◆ Data for analysis ◆

::::::

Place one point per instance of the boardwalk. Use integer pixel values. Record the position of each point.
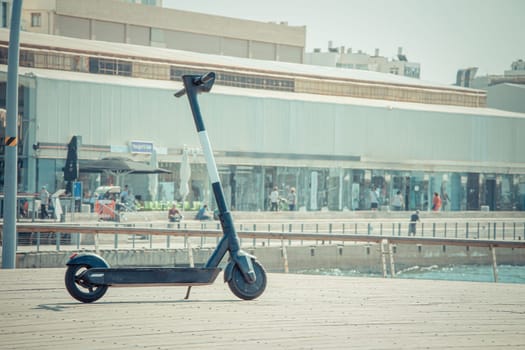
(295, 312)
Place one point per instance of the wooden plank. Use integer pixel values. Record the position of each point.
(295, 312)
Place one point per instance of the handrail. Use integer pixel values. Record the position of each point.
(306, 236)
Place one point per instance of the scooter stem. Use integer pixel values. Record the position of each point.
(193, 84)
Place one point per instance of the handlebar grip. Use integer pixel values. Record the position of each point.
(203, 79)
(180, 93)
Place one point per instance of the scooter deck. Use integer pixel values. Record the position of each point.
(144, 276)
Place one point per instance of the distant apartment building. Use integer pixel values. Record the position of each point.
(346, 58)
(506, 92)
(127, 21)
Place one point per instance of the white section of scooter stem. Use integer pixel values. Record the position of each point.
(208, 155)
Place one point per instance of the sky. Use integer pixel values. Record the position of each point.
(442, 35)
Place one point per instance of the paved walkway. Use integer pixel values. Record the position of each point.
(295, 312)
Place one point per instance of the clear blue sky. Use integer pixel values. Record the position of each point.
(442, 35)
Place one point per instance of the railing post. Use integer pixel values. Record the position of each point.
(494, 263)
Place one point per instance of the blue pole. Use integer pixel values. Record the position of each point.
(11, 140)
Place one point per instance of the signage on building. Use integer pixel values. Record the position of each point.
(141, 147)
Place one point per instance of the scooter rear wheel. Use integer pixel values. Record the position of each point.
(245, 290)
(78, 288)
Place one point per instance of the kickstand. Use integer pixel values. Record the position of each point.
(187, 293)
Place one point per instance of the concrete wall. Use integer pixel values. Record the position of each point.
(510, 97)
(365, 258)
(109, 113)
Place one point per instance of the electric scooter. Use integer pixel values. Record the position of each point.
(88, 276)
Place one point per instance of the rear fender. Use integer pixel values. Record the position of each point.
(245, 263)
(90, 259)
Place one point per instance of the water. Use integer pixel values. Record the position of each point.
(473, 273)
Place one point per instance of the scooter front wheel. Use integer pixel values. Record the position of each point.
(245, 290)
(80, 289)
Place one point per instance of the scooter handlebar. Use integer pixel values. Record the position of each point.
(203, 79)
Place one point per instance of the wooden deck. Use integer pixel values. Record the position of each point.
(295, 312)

::::::

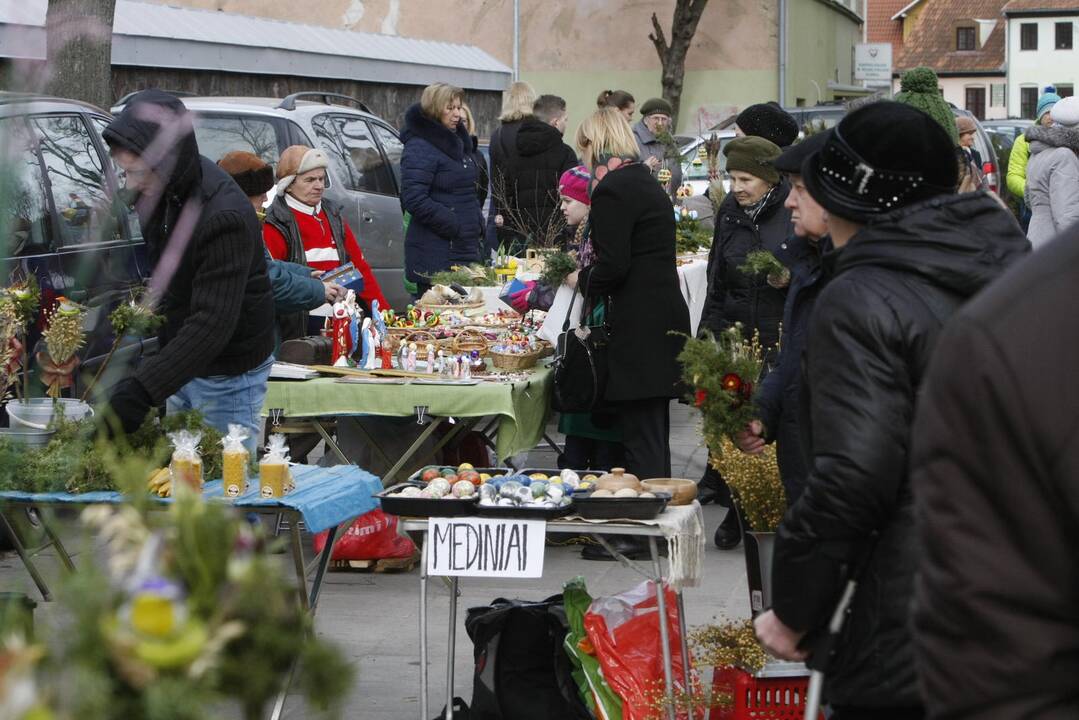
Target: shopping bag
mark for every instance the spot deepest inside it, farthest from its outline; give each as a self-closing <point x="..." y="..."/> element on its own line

::::::

◆ Your objective ◆
The output should be exactly the lines above from the line containing "Target: shopping bag" to the line containing "mark for every", inclusive, with no other lines.

◆ Response area ◆
Target: shopping bag
mark for every instance the spot deepest inside it, farthest from its outline; give each as a self-closing <point x="..." y="..."/> element on its own line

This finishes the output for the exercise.